§ TÂCHE À RÉALISER
Poursuivez le texte sur la taxe Caïman à partir de sa dernière phrase.

La taxe Caïman, vocable qui vise le mécanisme de taxation par transparence instauré par l’article 5/1 du Coder des impôts sur les revenus, a déjà fait couler beaucoup d’encre.
« Imposer par transparence » signifie en substance que le fondateur d’une des structures visées par la loi est imposable sur les revenus de la structure visée par la loi (qualifiée de « construction juridique ») comme s’il les avait réalisés lui-même et ce même si la société n’avait pas distribué des dividendes à ses actionnaires : si les conditions de la taxe Caïman sont réunies, l’on va donc raisonner comme si la structure visée n’existait pas.
Force est de constater que le champ d’application de la taxe Caïman ne cesse d’être élargi et vise même des structures établies dans un pays avec lequel la Belgique a conclu une convention préventive de la double imposition, même si ledit pays fait partie de l’Espace Economique Européen.

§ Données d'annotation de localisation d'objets
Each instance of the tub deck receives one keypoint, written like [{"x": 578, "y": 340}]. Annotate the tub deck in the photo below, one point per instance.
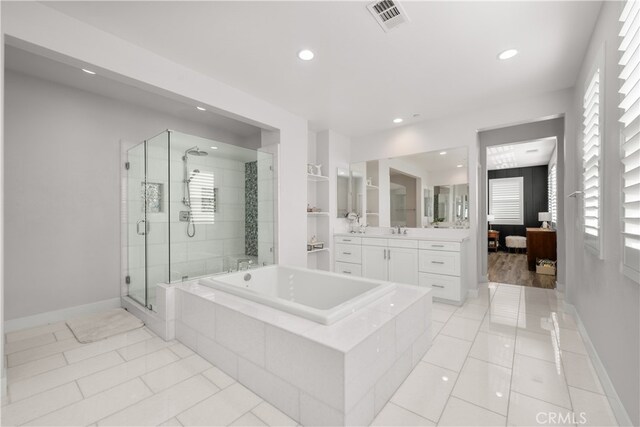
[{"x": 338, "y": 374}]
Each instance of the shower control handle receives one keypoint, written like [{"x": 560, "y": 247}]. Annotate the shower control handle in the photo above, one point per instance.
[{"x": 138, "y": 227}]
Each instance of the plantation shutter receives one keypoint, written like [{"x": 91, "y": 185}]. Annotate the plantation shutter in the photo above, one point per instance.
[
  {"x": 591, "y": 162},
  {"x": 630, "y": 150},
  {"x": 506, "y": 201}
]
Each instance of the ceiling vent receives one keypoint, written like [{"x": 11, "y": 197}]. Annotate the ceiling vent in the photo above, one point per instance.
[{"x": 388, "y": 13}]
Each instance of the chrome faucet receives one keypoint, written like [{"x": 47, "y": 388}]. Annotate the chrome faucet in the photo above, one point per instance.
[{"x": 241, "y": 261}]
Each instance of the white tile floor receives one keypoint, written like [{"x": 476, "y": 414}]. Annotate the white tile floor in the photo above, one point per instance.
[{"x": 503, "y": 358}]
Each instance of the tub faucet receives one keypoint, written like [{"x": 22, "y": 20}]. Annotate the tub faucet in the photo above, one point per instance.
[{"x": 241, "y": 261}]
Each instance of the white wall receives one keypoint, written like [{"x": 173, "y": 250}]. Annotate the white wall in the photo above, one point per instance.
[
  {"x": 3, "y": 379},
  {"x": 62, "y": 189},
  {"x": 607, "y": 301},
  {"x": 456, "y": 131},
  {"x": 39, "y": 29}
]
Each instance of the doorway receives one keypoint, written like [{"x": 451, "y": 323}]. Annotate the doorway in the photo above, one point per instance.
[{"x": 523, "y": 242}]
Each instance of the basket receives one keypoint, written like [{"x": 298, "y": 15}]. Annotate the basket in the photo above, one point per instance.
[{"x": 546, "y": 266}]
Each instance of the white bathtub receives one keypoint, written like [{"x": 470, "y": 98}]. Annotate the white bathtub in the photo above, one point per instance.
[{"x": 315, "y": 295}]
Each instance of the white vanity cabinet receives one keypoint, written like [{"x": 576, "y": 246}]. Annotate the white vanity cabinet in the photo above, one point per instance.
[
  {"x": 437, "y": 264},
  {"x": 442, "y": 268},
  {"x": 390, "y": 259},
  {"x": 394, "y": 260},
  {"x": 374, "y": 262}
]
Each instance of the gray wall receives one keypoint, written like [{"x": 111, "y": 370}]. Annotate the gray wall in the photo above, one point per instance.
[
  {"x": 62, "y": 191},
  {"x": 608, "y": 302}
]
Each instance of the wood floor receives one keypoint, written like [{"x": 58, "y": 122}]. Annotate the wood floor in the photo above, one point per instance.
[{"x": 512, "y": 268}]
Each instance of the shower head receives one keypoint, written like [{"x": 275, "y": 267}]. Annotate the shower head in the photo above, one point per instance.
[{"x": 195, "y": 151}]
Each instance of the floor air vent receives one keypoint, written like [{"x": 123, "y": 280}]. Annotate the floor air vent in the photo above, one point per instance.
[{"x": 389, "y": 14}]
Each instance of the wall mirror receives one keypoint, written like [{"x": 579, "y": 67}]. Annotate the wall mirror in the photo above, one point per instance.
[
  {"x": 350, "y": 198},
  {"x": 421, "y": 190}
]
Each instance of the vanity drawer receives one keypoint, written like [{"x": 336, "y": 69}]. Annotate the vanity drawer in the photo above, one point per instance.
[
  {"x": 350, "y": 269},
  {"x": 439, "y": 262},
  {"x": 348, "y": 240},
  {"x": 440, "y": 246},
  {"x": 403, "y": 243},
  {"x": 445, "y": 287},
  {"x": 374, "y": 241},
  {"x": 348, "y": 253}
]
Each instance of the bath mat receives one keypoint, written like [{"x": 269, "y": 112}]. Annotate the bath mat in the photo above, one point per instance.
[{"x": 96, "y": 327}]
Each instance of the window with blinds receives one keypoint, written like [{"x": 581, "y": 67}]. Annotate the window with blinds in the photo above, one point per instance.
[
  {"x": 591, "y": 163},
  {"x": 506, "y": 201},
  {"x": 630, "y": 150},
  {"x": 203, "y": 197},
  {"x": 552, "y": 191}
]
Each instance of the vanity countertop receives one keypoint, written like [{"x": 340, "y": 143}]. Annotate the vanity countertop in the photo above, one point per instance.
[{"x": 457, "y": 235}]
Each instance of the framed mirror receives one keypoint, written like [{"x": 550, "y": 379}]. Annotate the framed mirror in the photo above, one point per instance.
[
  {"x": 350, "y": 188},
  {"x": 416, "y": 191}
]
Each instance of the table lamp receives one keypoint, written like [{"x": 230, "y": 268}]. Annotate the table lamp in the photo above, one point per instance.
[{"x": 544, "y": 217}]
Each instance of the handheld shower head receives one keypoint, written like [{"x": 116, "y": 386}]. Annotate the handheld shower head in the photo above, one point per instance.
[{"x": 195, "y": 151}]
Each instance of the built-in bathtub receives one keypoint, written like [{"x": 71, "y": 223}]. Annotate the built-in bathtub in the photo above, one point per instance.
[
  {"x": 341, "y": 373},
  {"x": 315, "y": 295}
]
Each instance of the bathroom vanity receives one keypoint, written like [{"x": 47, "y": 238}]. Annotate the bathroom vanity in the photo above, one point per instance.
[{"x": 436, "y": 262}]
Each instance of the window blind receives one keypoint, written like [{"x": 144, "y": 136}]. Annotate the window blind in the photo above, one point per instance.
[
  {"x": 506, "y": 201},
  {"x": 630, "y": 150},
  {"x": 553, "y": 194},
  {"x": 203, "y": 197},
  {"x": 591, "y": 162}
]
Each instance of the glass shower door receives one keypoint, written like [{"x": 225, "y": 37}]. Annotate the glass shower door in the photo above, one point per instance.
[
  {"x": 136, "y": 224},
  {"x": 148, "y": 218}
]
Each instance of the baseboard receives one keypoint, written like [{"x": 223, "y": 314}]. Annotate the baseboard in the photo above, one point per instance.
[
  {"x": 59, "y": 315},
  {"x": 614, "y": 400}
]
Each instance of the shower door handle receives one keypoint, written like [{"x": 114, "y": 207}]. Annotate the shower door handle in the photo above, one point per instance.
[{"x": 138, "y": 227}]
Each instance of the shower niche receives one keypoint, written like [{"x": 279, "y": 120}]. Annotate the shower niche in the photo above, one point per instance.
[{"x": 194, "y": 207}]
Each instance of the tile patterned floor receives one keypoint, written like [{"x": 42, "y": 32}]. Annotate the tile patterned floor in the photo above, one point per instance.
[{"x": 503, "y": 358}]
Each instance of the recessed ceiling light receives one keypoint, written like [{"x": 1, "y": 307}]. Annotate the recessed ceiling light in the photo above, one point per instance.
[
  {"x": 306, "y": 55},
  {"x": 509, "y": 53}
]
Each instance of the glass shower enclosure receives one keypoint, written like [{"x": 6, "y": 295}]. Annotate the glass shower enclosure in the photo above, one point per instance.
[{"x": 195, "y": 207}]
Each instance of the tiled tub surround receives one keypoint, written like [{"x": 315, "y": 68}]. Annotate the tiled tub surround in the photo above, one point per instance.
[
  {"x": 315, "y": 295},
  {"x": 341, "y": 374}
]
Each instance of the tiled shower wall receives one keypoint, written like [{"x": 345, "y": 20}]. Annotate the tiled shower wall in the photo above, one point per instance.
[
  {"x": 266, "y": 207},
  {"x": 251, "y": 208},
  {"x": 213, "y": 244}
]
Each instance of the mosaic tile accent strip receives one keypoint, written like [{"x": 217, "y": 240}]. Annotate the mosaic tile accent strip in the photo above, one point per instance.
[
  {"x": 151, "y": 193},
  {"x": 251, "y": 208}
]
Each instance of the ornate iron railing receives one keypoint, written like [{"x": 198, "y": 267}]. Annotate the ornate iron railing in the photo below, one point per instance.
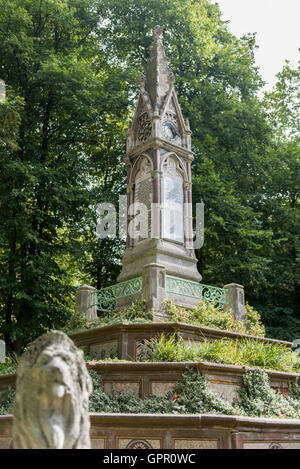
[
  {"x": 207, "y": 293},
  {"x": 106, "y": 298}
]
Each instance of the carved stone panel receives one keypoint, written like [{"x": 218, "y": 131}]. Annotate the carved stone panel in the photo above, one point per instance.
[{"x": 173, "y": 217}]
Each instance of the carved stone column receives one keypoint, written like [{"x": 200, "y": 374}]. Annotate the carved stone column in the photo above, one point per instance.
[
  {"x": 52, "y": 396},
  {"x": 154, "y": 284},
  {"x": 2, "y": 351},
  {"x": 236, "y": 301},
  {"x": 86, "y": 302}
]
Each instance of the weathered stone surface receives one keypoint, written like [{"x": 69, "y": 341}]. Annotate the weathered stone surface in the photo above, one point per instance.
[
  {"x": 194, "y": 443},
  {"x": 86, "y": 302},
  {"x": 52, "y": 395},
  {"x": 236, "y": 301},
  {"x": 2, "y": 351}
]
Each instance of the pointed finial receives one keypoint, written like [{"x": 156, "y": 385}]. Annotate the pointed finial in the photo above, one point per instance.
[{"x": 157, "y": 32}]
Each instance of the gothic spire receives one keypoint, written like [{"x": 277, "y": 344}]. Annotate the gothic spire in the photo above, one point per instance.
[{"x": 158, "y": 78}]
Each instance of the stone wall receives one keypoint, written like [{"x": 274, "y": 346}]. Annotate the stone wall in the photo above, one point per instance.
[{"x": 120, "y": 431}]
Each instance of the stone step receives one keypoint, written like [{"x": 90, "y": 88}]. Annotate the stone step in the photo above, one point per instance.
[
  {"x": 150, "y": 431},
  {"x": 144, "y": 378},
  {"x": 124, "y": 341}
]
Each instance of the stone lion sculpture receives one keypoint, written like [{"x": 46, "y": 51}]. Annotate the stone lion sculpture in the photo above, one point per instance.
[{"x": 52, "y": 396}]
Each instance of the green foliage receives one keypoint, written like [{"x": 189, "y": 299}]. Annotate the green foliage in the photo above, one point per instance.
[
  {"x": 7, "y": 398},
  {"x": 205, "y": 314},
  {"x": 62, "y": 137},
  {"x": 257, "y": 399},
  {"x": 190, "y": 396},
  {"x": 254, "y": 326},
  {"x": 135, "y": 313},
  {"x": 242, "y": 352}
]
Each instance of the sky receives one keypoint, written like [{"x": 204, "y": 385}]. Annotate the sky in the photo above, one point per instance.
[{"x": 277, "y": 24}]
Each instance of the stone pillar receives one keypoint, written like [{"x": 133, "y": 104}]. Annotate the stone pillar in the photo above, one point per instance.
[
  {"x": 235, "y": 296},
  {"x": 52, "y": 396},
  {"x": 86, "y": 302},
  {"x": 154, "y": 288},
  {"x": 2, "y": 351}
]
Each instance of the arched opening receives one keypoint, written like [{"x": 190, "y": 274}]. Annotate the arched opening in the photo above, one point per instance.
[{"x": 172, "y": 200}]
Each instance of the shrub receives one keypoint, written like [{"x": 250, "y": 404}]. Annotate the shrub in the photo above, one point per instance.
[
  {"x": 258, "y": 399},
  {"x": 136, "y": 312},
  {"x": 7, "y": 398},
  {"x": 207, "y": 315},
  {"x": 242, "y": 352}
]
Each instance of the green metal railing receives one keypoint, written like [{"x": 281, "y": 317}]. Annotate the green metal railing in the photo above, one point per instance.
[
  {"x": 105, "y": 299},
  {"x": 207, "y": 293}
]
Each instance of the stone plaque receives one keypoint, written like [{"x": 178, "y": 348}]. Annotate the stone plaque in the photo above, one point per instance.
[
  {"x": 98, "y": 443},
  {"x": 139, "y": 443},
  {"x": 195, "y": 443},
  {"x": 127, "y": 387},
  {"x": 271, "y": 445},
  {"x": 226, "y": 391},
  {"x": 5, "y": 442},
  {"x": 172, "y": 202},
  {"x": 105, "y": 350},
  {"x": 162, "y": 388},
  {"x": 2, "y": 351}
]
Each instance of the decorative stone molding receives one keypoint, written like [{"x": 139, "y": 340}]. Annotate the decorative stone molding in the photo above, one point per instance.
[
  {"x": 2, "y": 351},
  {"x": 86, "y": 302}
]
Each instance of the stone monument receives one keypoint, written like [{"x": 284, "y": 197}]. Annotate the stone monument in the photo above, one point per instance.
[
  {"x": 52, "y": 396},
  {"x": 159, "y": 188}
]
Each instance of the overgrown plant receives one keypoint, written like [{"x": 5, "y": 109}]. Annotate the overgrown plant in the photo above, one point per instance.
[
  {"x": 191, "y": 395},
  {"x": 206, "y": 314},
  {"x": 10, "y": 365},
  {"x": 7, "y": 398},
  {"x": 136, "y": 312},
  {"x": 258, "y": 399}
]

§ RÉSULTAT OBTENU
Le problème est, d’évidence, que le législateur belge traite certaines structures relevant d’un droit étranger comme si elles étaient inexistantes, alors qu’en même temps, il essaye de tirer des conséquences fiscales d’une situation juridique qui, ayant lieu en dehors des frontières de la Belgique, devrait normalement échapper à sa compétence fiscale.
Ces questions ont, depuis le début, donné lieu à des vives discussions, surtout dans les cas où l’Etat d’établissement de la structure visé est lié à la Belgique par une convention préventive de la double imposition.
En effet, dans un tel cas et ce par le biais de la taxe Caïman, l’Etat belge s’arroge, fut-ce indirectement le pouvoir d’imposer des revenus qui ne pourraient l’être suivant la législation de l’Etat qui serait compétent de les imposer en vertu de la convention préventive de la double imposition.
Certes, la taxation se fait dans le chef d’une personne différente de celle visée par la Convention mais le fait demeure qu’un revenu que l’Etat compétent estime ne pas devoir taxer deviendrait taxable dans le chef d’une autre personne, en Belgique : ce qui est parait singulier dans la mesure où c’est nature des revenus qui fonde pour chaque revenu la désignation de telle ou telle partie pour l’imposer… et non pas l’inverse.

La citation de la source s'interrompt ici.